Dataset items
** BEGIN **
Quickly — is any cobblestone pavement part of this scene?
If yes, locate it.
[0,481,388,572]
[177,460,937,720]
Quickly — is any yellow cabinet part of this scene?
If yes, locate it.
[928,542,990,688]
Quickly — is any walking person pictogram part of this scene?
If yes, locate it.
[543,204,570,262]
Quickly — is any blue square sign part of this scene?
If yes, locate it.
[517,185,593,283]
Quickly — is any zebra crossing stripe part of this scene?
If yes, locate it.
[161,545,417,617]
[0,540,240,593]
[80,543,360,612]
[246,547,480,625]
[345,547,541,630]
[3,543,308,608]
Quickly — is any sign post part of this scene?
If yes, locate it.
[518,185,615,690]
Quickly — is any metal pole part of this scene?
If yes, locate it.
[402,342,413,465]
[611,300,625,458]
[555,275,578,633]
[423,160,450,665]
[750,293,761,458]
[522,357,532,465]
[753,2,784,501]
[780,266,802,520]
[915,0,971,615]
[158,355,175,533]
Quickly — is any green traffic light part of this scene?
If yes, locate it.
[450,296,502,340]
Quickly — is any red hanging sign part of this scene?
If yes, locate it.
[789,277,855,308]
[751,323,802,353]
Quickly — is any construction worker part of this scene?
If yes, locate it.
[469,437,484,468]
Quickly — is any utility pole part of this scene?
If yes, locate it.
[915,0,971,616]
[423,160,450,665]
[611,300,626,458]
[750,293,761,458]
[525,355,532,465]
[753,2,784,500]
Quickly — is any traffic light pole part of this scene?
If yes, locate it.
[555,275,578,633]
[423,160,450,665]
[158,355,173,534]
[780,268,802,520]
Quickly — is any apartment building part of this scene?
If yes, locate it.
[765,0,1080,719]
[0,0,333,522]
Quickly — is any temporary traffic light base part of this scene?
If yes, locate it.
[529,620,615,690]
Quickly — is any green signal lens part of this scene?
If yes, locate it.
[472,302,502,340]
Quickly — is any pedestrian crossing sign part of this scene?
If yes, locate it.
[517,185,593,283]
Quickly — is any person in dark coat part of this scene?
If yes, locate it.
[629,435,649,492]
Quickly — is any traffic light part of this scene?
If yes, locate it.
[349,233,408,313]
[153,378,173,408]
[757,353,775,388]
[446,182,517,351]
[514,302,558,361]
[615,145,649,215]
** END **
> [Brief]: Find every line in the material above that contains the string "pole", treating uppercase and lowercase as different, and copy each of those lines.

> [Finished task]:
Quickly — is any metal pole part of this scene?
Quickly — is any utility pole part of this scene?
Quickly — is any traffic light pole part of this scene?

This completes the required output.